> Problem description
Could you render the rows below, from their first line through the line containing "[313, 168, 380, 194]", as a JSON list of strings, one string per line, with blank lines left out?

> Records shown

***

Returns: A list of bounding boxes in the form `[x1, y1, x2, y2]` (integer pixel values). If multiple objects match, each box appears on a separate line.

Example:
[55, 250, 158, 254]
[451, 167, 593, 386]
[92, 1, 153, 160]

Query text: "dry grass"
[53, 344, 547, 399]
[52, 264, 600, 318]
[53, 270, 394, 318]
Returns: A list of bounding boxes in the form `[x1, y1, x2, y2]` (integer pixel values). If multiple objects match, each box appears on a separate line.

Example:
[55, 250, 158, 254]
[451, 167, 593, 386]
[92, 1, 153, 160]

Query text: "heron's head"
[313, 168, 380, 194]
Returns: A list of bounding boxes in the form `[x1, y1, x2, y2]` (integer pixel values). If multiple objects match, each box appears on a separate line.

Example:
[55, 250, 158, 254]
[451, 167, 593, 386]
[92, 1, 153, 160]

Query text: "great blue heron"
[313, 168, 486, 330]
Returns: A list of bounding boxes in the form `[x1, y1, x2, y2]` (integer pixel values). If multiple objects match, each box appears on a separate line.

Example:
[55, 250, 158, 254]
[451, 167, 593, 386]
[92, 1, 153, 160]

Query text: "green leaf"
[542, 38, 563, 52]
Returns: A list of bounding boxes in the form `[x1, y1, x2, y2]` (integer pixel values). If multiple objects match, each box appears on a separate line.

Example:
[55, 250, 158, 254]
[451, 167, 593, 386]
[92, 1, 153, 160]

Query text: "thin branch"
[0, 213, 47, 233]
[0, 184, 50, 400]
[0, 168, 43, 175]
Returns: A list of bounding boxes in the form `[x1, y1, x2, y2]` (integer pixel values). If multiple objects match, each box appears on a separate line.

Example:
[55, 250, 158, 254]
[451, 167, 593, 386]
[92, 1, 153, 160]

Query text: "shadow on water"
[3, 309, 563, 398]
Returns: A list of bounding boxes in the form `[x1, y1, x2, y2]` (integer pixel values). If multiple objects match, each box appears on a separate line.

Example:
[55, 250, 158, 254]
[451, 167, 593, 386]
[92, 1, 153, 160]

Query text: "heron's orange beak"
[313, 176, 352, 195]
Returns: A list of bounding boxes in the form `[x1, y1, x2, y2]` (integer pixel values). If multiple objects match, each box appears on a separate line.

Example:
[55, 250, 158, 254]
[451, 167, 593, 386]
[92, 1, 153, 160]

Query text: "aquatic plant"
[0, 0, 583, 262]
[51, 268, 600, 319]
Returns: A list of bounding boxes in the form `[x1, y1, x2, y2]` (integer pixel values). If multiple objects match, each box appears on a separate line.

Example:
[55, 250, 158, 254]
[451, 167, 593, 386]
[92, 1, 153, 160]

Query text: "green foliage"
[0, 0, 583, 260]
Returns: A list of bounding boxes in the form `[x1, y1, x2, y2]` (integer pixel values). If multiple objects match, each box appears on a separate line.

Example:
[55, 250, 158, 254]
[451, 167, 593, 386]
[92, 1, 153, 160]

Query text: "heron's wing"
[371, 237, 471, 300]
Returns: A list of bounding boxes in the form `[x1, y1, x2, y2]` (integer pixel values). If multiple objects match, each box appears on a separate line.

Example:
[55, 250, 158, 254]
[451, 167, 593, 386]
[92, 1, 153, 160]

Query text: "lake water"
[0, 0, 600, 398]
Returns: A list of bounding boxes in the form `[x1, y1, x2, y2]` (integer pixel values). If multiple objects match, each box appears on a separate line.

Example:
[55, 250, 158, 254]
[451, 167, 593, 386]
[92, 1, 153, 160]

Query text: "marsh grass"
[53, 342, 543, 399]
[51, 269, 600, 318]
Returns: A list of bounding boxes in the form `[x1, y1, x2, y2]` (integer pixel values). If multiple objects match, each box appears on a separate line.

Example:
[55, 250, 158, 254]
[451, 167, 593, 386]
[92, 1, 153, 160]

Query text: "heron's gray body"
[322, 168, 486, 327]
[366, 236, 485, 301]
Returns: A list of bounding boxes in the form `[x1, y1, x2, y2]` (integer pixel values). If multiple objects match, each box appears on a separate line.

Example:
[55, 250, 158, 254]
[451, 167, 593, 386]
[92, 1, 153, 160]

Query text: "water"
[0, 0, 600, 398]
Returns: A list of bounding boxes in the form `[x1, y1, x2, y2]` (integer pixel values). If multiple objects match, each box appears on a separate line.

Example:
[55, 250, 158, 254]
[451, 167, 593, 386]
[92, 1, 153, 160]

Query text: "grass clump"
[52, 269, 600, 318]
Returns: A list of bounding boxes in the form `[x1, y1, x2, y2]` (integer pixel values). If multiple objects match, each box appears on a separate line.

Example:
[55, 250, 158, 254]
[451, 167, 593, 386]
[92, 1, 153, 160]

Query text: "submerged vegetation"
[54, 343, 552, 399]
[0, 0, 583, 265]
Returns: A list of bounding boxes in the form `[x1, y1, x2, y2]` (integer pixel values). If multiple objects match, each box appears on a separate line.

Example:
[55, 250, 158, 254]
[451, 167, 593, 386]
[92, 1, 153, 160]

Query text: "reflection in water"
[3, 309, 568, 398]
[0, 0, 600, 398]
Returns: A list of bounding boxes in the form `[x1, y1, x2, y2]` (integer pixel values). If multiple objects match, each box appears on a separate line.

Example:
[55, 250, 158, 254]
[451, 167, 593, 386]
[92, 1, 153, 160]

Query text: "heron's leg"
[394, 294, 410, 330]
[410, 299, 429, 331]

***

> Solution for this task
[
  "Returns: A list of bounding boxes in the form `[x1, y1, x2, y2]` (integer pixel values). If multiple objects match, each box appears on a separate line.",
  "Example:",
  "[55, 250, 158, 254]",
  "[451, 167, 593, 386]",
  "[92, 1, 153, 160]",
  "Query text: \"dry grass\"",
  "[53, 344, 547, 399]",
  "[52, 264, 600, 318]",
  "[53, 270, 394, 318]",
  "Returns: A list of bounding boxes in the form `[x1, y1, x2, y2]` (integer pixel values). If multiple objects match, each box appears on a separate line.",
  "Example:",
  "[55, 250, 158, 254]",
  "[451, 167, 593, 386]",
  "[92, 1, 153, 160]",
  "Query text: \"heron's head\"",
  "[313, 168, 380, 194]"
]